- [What you are asked to do] Copy the material below line for line, changing nothing.

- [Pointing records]
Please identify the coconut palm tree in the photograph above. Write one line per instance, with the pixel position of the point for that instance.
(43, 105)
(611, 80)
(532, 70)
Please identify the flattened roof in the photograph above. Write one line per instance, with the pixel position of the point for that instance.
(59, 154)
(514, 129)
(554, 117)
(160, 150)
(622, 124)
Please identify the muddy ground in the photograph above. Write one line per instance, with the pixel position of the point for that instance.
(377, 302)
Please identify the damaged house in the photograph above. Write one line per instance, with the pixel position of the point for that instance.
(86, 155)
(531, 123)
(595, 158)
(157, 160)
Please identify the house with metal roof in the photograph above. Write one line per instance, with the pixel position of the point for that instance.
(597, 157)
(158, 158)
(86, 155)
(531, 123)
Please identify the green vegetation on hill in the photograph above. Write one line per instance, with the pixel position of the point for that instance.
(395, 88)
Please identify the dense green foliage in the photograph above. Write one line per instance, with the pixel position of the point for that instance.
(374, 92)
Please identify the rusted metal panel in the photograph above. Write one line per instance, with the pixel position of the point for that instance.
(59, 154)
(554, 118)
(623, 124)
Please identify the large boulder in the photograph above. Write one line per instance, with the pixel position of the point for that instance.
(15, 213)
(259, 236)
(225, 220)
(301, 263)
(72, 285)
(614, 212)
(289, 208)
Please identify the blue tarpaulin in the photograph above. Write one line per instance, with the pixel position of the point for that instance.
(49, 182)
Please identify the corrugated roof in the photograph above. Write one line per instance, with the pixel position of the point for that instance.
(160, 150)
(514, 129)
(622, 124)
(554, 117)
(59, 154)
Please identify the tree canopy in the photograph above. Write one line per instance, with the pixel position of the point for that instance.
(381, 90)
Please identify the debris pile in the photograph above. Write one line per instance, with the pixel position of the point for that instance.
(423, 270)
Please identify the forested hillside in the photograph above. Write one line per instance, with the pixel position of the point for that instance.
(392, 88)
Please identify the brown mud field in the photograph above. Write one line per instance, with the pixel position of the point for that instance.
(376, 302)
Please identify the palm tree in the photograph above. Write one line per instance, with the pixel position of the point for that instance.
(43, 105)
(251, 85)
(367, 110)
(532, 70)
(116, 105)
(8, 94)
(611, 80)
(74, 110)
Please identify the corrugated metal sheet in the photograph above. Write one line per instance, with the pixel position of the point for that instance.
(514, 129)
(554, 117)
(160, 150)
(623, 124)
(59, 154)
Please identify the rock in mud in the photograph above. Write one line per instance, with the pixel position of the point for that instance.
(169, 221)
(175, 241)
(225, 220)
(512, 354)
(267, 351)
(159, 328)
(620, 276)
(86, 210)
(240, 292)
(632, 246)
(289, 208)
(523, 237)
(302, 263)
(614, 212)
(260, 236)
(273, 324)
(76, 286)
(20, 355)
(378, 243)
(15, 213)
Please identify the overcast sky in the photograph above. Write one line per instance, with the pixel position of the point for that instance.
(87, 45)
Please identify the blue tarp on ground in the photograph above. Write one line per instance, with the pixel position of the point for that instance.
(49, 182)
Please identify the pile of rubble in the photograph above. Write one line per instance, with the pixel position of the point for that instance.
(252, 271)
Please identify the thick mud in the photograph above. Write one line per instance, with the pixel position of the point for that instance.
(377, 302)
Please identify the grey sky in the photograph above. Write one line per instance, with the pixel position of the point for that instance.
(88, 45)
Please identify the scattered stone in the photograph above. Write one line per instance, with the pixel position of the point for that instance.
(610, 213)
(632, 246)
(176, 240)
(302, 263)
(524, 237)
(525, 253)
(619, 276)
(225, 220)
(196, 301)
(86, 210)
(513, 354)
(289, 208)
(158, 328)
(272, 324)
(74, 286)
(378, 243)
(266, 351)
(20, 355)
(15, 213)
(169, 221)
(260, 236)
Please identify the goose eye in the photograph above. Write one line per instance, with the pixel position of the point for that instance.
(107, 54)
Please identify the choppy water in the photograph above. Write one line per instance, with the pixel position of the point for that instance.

- [Final result]
Please identify the coconut palm tree in the photograph above. Write one line per instance, with the pixel position of the point for that instance.
(43, 105)
(611, 80)
(532, 70)
Please identify the flattened roof in the photograph above. Write one line per instance, with the pixel position of the point for that instance.
(59, 154)
(514, 129)
(554, 117)
(160, 150)
(622, 124)
Please identify the muddy ground in the photograph above. Write one line per instance, with the pixel position of the point for that instance.
(377, 302)
Please identify the damaged house in the photograph above. Write one line per instance, with the pixel position of the point for that instance.
(86, 155)
(531, 123)
(595, 158)
(157, 160)
Please identify the house with metal roof in the photograph above. Write one line per instance, with the pixel position of the point for that instance.
(597, 157)
(158, 158)
(86, 155)
(531, 123)
Please identify the green vegetation on hill in the photograph above. Write one line per instance, with the pixel position of the point for that instance.
(395, 88)
Please identify the dense green foliage in the photograph above. Write one line per instance, with the pixel position of the point for that instance.
(374, 92)
Please identify the rusted metal panel in the photograph above. Write one line per instance, with the pixel position of the point for that instance.
(59, 154)
(554, 118)
(623, 124)
Please identify the large boulder in the photograph above. Write one line per instance, with the pixel position of the point for that instance.
(15, 213)
(259, 236)
(225, 220)
(301, 263)
(72, 285)
(614, 212)
(289, 208)
Please identify the blue tarpaulin in the photograph above. Write one line per instance, with the pixel position of the point for that instance.
(49, 182)
Please identify the corrugated roof in the photograph above. Write one line per instance, with the pixel position of the point for that instance.
(160, 150)
(514, 129)
(622, 124)
(554, 117)
(59, 154)
Please identify the tree canopy in the photograph above. Write one line per instance, with the pixel position of the point for that instance.
(381, 90)
Please identify the debris pile in the photograph above. Write one line per instance, with the pixel position of the point for that instance.
(423, 270)
Please identify the forested hillside in the photograph above. Write one line per instance, with the pixel position of the point for that instance.
(392, 88)
Please identify the brown mud field in the photograph above. Write one line per instance, with the pixel position of the point for that instance.
(376, 302)
Please identify the palm tree in the photograph above. Write one line per instance, with the pixel position of the point for that instance.
(43, 105)
(251, 85)
(367, 110)
(532, 70)
(116, 105)
(8, 94)
(611, 80)
(74, 110)
Please identify the corrugated metal sheet in the photograph above. Write one line per instance, with the pixel position of the point for that instance.
(514, 129)
(554, 117)
(160, 150)
(623, 124)
(59, 154)
Please identify the rock in mud in the photograph above. Write one line per instance, with the pixel position of the point for that instance.
(169, 221)
(175, 241)
(225, 220)
(512, 354)
(267, 351)
(159, 328)
(620, 276)
(86, 210)
(240, 292)
(632, 246)
(289, 208)
(523, 237)
(302, 263)
(614, 212)
(260, 236)
(273, 324)
(76, 286)
(20, 355)
(378, 243)
(15, 213)
Please identify the overcast sky in the photograph above. Write one line per instance, with the pixel position of the point for that instance.
(87, 45)
Please identify the blue tarp on ground in the photograph above. Write one line per instance, with the pixel position of the point for that instance.
(49, 182)
Please identify the pile of rubble in the photograph above. Write one line per instance, with the pixel position of the point for that instance.
(252, 271)
Please identify the thick mud in the photograph above. Write one line per instance, with the pixel position of the point for that instance.
(377, 302)
Please identify the grey sky in the photograph above. Write one line per instance, with the pixel position of the point for that instance.
(88, 45)
Please identify the scattered stone in the photograph above. Write one line per instance, with the pixel position of the point for that instance.
(610, 213)
(632, 246)
(176, 240)
(302, 263)
(524, 237)
(525, 253)
(619, 276)
(225, 220)
(196, 301)
(86, 210)
(513, 354)
(289, 208)
(158, 328)
(272, 324)
(74, 286)
(378, 243)
(266, 351)
(20, 355)
(15, 213)
(169, 221)
(260, 236)
Please identify the goose eye in the photograph above. Write one line per instance, with the pixel position of the point for that instance.
(107, 54)
Please identify the choppy water in the photograph above. Write one line per instance, with the pixel position of the point for that instance.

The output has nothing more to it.